To do: Copy the line with "Might I trouble you for the coordinates of the white fabric" and all lines following it through the last line of the entries, exactly as written.
>> BEGIN Stored data
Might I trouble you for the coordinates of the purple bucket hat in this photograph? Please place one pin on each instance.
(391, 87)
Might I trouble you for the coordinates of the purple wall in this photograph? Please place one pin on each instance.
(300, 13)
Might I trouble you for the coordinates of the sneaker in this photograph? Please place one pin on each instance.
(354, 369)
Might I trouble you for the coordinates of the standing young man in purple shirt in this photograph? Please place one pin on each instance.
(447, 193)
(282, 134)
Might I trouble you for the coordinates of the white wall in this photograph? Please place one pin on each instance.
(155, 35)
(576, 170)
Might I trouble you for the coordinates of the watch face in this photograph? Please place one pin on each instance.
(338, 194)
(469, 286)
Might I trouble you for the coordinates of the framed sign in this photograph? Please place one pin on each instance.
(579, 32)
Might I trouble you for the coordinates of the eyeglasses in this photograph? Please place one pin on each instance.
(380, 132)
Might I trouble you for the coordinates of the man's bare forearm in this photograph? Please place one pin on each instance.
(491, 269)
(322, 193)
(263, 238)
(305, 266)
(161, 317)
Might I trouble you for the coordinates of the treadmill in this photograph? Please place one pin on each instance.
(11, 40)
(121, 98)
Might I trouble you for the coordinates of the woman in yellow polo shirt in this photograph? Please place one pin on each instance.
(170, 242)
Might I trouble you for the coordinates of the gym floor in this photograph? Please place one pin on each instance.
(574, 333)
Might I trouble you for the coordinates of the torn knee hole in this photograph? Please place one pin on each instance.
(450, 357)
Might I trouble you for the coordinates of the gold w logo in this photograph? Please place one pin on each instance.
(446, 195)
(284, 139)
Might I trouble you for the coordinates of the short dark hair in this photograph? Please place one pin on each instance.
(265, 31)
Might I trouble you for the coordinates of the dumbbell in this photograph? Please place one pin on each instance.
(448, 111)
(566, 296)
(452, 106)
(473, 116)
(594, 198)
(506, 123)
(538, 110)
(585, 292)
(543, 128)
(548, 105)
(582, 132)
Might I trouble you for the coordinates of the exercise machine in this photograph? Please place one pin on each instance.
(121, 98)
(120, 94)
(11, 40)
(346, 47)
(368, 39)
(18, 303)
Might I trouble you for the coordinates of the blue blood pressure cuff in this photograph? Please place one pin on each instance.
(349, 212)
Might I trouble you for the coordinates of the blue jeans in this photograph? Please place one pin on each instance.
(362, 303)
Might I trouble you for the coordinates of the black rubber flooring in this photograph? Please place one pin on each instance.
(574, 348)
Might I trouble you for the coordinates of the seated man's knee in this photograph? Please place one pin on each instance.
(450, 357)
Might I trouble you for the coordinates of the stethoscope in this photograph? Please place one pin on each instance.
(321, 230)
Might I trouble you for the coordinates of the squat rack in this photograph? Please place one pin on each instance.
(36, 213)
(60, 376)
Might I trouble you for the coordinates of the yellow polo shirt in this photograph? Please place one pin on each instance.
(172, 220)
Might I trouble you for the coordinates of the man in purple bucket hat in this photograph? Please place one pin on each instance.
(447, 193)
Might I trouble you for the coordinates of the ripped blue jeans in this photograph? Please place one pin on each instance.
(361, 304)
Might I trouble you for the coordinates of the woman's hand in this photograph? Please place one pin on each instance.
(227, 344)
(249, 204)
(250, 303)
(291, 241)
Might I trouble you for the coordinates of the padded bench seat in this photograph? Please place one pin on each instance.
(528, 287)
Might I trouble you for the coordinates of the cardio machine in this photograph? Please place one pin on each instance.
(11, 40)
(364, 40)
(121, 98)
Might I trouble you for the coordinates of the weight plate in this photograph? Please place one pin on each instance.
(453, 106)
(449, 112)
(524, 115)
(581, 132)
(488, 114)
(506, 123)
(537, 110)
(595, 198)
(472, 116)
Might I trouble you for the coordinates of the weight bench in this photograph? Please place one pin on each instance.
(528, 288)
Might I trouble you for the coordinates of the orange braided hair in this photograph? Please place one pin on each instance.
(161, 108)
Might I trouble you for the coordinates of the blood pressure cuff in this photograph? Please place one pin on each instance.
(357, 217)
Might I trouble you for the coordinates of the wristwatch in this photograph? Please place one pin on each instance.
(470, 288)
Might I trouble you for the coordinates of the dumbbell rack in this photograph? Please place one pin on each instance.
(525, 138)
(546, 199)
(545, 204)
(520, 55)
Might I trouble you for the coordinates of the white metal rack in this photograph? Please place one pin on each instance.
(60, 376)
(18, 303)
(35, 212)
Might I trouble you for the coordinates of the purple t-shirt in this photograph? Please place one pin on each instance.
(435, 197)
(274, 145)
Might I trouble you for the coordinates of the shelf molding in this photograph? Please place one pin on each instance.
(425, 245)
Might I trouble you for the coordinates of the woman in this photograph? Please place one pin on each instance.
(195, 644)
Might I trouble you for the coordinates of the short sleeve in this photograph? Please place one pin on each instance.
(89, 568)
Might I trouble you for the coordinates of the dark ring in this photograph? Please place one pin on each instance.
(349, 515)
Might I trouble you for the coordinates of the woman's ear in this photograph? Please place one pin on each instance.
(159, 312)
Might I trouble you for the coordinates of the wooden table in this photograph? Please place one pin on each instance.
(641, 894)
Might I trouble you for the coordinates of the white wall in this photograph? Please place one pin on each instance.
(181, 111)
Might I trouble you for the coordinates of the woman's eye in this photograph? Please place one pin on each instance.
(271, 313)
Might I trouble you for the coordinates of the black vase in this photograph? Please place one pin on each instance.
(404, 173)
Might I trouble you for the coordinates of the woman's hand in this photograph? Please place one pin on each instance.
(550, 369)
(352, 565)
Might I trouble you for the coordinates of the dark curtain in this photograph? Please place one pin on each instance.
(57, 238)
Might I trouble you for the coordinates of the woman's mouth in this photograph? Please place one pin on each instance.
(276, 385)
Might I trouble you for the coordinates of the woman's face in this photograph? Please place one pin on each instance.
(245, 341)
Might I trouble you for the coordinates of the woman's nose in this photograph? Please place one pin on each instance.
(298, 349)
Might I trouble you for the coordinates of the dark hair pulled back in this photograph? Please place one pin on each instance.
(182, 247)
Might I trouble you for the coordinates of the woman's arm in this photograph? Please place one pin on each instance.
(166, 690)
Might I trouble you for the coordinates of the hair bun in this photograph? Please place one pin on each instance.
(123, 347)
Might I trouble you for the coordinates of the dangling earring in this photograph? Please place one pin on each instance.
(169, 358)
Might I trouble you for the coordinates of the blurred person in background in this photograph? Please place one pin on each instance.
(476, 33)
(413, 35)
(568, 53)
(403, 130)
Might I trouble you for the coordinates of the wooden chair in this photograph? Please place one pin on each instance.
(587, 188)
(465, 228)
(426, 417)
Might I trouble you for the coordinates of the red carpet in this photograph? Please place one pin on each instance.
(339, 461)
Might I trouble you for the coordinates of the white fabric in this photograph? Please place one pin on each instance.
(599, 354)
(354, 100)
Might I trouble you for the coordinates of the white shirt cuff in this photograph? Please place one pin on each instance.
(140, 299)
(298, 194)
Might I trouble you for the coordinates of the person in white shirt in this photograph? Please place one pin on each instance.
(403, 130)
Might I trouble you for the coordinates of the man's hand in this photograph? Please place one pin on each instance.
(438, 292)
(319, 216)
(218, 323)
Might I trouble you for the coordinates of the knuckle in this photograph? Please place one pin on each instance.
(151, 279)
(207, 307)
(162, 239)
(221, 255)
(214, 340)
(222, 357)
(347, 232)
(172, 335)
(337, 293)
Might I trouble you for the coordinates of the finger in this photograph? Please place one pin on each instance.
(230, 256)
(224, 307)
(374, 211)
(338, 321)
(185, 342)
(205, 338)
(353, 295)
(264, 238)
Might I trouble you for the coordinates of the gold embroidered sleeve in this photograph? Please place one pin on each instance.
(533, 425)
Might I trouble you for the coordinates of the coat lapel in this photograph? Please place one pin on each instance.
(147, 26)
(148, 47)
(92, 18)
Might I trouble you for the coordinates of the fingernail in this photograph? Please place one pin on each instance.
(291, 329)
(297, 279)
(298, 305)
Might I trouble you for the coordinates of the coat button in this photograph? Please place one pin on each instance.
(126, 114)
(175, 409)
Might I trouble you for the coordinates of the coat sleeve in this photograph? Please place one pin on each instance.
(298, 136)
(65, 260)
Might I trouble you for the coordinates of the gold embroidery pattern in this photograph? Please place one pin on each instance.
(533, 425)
>> END Stored data
Task result:
Might I trouble you for the coordinates of the white fabric in this photograph? Please place one pin on each instance.
(599, 354)
(354, 100)
Might I trouble you for the coordinates of the white shirt cuff in this photograph? Please place one pin on each instance.
(140, 299)
(298, 194)
Might I trouble you for the coordinates of the person in white shirt in this photograph? Please place one pin on each instance.
(403, 130)
Might I trouble you for the coordinates of the man's hand in this photograph? Please place one pin on each instance.
(438, 292)
(319, 216)
(218, 323)
Might I trouble you for the coordinates of the knuckle in this photograph? Please place one pin on each instance.
(151, 279)
(207, 307)
(162, 239)
(221, 255)
(214, 340)
(222, 357)
(347, 232)
(172, 335)
(337, 293)
Might I trouble you for the coordinates of the finger in this photograph? Please place one pin on each instance.
(230, 256)
(224, 307)
(374, 211)
(338, 321)
(185, 342)
(205, 338)
(353, 295)
(264, 238)
Might I trouble you for the coordinates of the gold embroidered sleeve in this photograph? Please place one pin on each instance.
(533, 425)
Might I trouble you for the coordinates of the coat lapel in this photograph? Please place one pin on each instance.
(147, 26)
(148, 47)
(92, 18)
Might I trouble you for the coordinates of the fingernail in this photograph? Please place one pin on each instance.
(291, 329)
(297, 279)
(298, 305)
Might I trouble you for the coordinates of the coat button in this photograph? Please place one pin on each instance.
(126, 114)
(175, 409)
Might I trouble you for the coordinates of the coat sleeve in this photograph? Please place one pin on each instance.
(298, 136)
(65, 260)
Might I trouble you for the coordinates of the gold embroidery pattern in this photograph? Please place one pin on each instance.
(533, 425)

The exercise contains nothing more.